### Exercise directions
Print out the data below in full and exactly, skipping the pictures.

Image point grounding data
━━━━━━━━━━━━━━━━━━━━━━━━━━━━━━

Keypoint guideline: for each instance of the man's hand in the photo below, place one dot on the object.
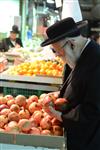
(52, 112)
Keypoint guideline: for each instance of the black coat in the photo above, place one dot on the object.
(81, 117)
(6, 44)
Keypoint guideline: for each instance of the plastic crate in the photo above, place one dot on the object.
(18, 91)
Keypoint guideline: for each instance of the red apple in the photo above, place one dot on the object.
(24, 114)
(9, 97)
(13, 116)
(3, 100)
(35, 131)
(37, 116)
(2, 106)
(12, 127)
(33, 107)
(33, 98)
(20, 100)
(10, 102)
(25, 125)
(46, 132)
(45, 123)
(57, 130)
(15, 107)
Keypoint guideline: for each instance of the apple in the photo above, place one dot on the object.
(45, 123)
(35, 131)
(2, 106)
(10, 102)
(13, 116)
(9, 97)
(12, 126)
(20, 100)
(3, 100)
(37, 116)
(25, 125)
(15, 107)
(5, 111)
(3, 120)
(57, 130)
(33, 98)
(46, 132)
(33, 107)
(24, 114)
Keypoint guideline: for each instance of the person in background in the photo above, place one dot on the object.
(96, 37)
(11, 41)
(80, 115)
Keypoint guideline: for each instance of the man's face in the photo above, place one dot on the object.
(13, 36)
(65, 52)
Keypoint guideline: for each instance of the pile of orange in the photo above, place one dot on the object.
(39, 67)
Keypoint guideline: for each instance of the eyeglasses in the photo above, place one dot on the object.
(54, 51)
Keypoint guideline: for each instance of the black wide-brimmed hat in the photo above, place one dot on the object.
(15, 29)
(64, 28)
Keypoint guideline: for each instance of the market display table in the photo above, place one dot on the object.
(42, 83)
(31, 141)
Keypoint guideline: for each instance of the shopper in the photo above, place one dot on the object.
(95, 36)
(11, 41)
(81, 116)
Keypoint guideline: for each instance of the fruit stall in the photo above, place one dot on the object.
(23, 120)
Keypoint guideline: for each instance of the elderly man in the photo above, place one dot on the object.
(80, 116)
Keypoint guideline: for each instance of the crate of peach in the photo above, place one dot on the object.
(38, 68)
(21, 117)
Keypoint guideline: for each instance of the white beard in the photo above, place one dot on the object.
(69, 56)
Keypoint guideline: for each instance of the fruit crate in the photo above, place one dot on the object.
(18, 91)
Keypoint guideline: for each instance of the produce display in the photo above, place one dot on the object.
(38, 67)
(3, 63)
(27, 115)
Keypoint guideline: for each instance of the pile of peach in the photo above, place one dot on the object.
(39, 67)
(26, 115)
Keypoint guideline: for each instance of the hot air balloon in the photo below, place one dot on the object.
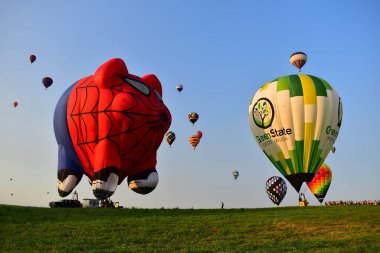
(170, 137)
(321, 182)
(295, 120)
(194, 141)
(298, 59)
(235, 174)
(193, 117)
(276, 189)
(32, 58)
(179, 87)
(47, 82)
(109, 127)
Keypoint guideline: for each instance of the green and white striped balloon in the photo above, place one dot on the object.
(295, 120)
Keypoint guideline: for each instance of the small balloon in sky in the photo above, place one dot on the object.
(179, 87)
(298, 60)
(193, 117)
(47, 82)
(235, 174)
(32, 58)
(194, 141)
(321, 182)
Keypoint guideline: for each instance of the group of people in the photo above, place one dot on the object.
(351, 202)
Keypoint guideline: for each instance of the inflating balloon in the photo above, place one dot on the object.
(194, 141)
(179, 87)
(47, 82)
(276, 189)
(235, 174)
(32, 58)
(298, 59)
(321, 182)
(108, 127)
(170, 137)
(295, 120)
(193, 117)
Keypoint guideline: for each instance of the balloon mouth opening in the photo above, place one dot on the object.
(296, 180)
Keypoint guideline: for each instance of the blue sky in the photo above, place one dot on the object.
(222, 52)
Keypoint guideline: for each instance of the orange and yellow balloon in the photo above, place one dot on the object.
(321, 182)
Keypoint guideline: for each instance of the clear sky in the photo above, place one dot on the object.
(222, 52)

━━━━━━━━━━━━━━━━━━━━━━━━━━━━━━

### Answer area
Keypoint guideline: for each instance of the man's hand in the photo below, place one dot on the object.
(52, 112)
Keypoint guideline: for each instance of the black coat in the photo above, place one dot on the object.
(81, 117)
(6, 44)
Keypoint guideline: for each instance of the plastic crate in the photo above, place one dot on the object.
(18, 91)
Keypoint guideline: for each instance of the red apple in the photo above, place one dot on the object.
(24, 114)
(9, 97)
(13, 116)
(3, 100)
(35, 131)
(37, 116)
(2, 106)
(12, 127)
(33, 107)
(33, 98)
(20, 100)
(10, 102)
(25, 125)
(46, 132)
(45, 123)
(57, 130)
(15, 107)
Keypoint guideline: for each instance of the apple in the photo above, place one dot on the object.
(45, 123)
(35, 131)
(2, 106)
(10, 102)
(13, 116)
(9, 97)
(12, 126)
(20, 100)
(3, 100)
(37, 116)
(25, 125)
(15, 107)
(5, 111)
(3, 120)
(57, 130)
(33, 98)
(46, 132)
(33, 107)
(24, 114)
Keypoint guideline: for each instance of the person in background in the photo above, place one dot on the object.
(96, 37)
(11, 41)
(80, 115)
Keypoint guideline: for each instance of the man's face in the photo above, place one dot on the object.
(13, 36)
(65, 52)
Keypoint guideline: for each instance of the pile of orange in the photo above, place one dot on the object.
(39, 67)
Keypoint guideline: for each instance of the eyeglasses in the photo above, place one dot on the object.
(54, 51)
Keypoint guideline: for each instance of the black wide-brimmed hat in the photo above, place one dot on the object.
(15, 29)
(64, 28)
Keypoint guideline: for each instance of the market display table in the photo above, place one dot on the object.
(42, 83)
(31, 141)
Keypoint guideline: for each instance of the shopper in the photo above, place one dot on the object.
(95, 36)
(11, 41)
(81, 116)
Keypoint guideline: for each instance of the fruit stall in the photo above, place one dot on the object.
(23, 120)
Keypoint guideline: for each instance of the elderly man in the photo above, place one dot on the object.
(80, 116)
Keypoint guideline: for each instance of the crate of peach in the photo above, place one dot on the object.
(38, 68)
(21, 117)
Keypoint guideline: for each instance of the white beard in the photo above, place one dot on the object.
(69, 56)
Keypoint guideline: for each instance of the fruit crate in the photo above, place one dot on the object.
(18, 91)
Keypoint guideline: for each instance of the produce display in the photo above, place one dot on the object.
(38, 67)
(3, 63)
(27, 115)
Keypoint guideline: for each instance of the pile of peach in the photo above, place one dot on the object.
(39, 67)
(26, 115)
Keypoint guideline: for each instance of the hot air balloon in the photo below, place one dot on the object.
(170, 137)
(321, 182)
(295, 120)
(194, 141)
(298, 59)
(235, 174)
(193, 117)
(276, 189)
(32, 58)
(179, 87)
(47, 82)
(109, 127)
Keypoint guideline: for each instance of the green and white striped balloon in the photo above, place one dot on the object.
(295, 120)
Keypoint guideline: for each instance of the small balloon in sky in the photo above, place one dot on the object.
(179, 87)
(298, 60)
(193, 117)
(47, 82)
(235, 174)
(32, 58)
(194, 141)
(321, 182)
Keypoint guideline: for each instance of the group of people in the photo above, place one dot on the object.
(351, 202)
Keypoint guideline: for each instance of the inflating balloon in the photo above, place one dot on the object.
(194, 141)
(179, 87)
(47, 82)
(276, 189)
(235, 174)
(32, 58)
(298, 59)
(321, 182)
(108, 127)
(170, 137)
(295, 120)
(193, 117)
Keypoint guideline: for each instance of the balloon mouth opening in the photo above, place one dot on the object.
(296, 180)
Keypoint guideline: for each instance of the blue sky in the photo above, place one dot on the object.
(222, 52)
Keypoint guideline: for each instance of the orange and yellow balloon in the photo above, place one dot on the object.
(321, 182)
Keypoint guideline: for each instance of the clear sky in the photo above, place one dot on the object.
(222, 52)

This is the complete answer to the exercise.